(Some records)
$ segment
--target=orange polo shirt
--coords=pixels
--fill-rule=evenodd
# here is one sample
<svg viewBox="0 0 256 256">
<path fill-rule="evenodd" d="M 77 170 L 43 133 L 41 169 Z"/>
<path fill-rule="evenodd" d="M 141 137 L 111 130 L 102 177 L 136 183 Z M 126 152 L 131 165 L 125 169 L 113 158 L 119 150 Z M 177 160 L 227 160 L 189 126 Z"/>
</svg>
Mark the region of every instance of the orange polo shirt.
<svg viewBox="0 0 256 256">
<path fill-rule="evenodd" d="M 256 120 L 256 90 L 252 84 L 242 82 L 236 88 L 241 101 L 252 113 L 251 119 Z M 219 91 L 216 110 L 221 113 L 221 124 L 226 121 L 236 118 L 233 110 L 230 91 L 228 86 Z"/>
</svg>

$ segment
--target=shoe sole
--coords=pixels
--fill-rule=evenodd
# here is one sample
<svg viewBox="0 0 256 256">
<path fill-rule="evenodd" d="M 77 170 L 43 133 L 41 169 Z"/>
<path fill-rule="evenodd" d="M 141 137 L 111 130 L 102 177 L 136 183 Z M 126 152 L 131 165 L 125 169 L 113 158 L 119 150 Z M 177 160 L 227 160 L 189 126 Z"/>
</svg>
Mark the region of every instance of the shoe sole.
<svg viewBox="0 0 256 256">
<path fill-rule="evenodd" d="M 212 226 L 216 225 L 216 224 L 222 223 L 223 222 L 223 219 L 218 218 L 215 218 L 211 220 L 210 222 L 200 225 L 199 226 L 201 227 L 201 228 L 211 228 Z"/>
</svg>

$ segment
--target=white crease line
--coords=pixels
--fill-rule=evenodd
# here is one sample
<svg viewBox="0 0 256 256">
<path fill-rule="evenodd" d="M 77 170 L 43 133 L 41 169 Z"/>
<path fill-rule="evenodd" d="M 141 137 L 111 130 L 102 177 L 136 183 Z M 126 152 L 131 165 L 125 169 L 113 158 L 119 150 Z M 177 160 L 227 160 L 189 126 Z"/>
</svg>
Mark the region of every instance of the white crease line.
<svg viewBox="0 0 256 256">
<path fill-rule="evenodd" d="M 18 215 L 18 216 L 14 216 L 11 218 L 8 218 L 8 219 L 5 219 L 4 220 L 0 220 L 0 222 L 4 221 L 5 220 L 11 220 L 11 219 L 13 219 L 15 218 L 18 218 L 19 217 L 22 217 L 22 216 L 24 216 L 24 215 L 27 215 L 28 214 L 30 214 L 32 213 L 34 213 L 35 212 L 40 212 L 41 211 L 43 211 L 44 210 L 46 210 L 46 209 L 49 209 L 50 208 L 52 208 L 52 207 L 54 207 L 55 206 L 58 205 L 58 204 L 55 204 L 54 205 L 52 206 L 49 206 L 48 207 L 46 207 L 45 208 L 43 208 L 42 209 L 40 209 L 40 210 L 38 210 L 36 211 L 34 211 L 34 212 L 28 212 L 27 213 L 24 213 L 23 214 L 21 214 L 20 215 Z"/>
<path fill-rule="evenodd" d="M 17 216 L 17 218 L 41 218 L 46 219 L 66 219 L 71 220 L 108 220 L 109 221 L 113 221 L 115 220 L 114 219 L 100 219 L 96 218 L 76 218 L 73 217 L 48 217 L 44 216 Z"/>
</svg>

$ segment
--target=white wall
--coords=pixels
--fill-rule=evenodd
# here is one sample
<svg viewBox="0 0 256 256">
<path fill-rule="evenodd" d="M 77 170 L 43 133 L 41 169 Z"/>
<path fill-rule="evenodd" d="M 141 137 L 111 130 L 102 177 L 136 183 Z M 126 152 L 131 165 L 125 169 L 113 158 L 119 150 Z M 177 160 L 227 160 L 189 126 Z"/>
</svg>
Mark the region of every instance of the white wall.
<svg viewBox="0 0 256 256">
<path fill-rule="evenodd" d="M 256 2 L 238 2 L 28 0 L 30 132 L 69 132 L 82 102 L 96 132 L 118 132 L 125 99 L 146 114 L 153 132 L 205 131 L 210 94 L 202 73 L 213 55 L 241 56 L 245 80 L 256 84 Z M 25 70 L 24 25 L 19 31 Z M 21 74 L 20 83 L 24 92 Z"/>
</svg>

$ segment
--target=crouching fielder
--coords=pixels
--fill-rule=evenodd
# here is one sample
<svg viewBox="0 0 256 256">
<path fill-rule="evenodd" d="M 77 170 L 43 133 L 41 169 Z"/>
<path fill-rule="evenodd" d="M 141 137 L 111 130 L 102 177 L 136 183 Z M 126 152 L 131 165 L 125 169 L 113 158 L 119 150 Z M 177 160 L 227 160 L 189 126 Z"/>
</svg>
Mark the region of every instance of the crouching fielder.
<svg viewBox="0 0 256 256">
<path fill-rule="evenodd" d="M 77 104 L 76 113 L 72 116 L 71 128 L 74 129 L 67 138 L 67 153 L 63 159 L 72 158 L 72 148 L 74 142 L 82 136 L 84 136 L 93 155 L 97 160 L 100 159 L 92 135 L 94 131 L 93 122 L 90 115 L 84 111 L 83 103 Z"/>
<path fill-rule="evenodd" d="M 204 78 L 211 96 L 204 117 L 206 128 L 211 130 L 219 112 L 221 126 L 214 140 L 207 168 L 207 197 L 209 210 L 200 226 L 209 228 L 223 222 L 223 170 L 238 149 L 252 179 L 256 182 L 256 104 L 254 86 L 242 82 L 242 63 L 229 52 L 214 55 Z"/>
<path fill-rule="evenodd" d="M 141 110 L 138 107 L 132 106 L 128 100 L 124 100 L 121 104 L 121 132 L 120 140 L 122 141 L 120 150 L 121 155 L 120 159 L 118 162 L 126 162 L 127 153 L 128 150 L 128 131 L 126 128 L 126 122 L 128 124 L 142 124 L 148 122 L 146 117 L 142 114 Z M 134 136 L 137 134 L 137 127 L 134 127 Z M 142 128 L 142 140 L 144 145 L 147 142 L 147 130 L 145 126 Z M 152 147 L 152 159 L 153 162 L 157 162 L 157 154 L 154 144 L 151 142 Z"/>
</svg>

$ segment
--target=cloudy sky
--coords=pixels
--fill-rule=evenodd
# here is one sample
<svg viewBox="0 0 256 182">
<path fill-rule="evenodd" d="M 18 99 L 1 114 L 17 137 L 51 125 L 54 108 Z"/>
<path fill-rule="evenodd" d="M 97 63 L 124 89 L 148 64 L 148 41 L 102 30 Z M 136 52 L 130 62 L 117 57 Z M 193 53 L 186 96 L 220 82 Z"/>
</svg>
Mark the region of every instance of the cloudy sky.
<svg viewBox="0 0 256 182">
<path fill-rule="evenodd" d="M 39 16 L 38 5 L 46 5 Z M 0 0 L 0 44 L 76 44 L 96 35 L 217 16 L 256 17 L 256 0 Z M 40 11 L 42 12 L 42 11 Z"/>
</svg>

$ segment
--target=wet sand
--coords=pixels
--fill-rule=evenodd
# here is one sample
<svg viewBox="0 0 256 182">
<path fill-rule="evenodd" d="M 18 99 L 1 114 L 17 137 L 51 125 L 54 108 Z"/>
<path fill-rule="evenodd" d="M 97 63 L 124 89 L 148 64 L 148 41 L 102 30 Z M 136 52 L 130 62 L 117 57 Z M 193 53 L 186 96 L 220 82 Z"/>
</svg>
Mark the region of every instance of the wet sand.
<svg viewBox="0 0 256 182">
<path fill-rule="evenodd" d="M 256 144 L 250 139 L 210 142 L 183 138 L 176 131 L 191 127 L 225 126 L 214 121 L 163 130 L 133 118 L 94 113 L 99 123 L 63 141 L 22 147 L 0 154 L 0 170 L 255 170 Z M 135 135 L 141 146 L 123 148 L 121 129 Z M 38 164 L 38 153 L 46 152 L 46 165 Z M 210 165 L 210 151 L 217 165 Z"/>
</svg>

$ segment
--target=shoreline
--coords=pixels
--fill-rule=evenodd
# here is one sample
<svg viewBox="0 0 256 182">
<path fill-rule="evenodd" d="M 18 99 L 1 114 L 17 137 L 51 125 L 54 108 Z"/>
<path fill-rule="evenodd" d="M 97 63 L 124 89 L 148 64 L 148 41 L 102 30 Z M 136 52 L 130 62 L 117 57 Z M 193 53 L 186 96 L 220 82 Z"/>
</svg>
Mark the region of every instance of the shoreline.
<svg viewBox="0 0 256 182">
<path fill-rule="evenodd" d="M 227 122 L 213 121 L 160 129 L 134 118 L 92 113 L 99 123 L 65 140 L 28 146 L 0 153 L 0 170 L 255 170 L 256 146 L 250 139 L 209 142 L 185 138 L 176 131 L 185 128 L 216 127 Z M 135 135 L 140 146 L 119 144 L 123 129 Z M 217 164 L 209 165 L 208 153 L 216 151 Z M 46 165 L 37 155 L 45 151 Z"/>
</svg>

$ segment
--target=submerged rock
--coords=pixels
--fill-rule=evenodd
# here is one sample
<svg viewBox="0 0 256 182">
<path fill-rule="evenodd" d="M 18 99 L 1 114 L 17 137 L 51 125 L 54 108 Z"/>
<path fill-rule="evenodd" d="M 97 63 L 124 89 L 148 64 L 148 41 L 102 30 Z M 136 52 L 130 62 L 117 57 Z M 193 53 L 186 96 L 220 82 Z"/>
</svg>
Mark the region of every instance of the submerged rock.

--

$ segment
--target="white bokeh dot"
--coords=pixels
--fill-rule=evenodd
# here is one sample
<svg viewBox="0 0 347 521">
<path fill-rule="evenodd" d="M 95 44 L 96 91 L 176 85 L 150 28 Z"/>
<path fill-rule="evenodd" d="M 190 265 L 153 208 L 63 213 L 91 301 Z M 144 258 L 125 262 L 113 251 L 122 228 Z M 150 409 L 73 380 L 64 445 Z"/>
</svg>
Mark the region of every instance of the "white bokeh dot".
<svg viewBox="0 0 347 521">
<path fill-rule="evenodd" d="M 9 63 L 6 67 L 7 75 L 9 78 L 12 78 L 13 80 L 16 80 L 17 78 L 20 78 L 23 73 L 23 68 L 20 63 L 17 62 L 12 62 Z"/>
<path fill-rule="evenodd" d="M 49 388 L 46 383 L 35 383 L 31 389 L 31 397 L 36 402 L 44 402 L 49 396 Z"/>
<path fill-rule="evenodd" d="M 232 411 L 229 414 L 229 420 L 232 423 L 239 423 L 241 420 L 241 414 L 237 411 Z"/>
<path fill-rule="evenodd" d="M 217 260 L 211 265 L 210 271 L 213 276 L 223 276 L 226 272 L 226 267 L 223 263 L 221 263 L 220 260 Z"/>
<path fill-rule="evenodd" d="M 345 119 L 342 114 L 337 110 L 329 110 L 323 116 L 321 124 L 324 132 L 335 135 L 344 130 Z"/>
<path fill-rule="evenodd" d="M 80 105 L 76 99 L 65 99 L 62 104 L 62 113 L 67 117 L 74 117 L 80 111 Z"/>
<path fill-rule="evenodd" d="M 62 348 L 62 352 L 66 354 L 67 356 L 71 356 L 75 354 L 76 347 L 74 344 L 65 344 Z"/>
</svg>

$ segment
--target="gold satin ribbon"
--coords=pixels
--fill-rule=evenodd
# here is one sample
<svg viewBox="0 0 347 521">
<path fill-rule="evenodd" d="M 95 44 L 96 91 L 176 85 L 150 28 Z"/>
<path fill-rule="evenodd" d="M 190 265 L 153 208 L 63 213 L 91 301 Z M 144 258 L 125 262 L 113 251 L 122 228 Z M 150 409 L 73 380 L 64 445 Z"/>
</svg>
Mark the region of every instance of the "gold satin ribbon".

:: What is asked ::
Report every line of the records above that contains the word "shoreline", copying each one in full.

:: Exercise answer ::
--target=shoreline
Mark the region of every instance of the shoreline.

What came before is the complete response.